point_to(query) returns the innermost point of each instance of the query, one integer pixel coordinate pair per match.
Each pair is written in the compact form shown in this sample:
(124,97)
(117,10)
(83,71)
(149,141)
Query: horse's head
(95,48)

+ + + + +

* Exercise
Reproduce the entries above in full, so that each one reads exactly as before.

* Your solution
point_to(query) returns the innermost point of each instance of the query, one integer pixel coordinate pair per match.
Each pair is written in the compact form shown in this sample:
(124,97)
(117,10)
(83,71)
(149,141)
Query: horse's head
(95,48)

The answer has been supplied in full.